### Instructions for the task
In the material below, count the lines containing the string "find", matching case exactly, and give only that number.
── Data shown
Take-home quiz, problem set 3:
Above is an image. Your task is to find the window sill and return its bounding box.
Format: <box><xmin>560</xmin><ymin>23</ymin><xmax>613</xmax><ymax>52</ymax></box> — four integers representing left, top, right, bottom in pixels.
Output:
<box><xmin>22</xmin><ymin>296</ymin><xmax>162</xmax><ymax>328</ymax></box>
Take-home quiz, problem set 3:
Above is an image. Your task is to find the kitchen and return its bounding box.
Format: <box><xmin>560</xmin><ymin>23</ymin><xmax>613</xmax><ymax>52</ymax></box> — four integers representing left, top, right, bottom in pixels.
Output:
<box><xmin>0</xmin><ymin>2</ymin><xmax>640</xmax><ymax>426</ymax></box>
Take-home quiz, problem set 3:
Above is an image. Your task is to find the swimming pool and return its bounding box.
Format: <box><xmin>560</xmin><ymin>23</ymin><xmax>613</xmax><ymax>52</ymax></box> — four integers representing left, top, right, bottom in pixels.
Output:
────
── Data shown
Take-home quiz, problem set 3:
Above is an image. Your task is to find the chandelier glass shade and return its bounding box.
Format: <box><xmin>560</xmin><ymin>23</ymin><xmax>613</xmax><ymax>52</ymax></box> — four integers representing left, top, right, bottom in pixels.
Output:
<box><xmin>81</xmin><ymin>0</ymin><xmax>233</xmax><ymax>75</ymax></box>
────
── Data shown
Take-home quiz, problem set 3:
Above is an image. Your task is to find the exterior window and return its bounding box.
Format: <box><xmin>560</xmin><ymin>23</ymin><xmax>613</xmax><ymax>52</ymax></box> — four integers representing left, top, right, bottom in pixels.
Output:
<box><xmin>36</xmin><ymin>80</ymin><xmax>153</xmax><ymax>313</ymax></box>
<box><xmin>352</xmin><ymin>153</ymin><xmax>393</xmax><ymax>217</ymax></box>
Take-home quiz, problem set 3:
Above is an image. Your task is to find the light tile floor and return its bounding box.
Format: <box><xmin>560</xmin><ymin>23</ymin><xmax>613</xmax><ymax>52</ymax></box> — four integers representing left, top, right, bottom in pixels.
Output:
────
### Response for this exercise
6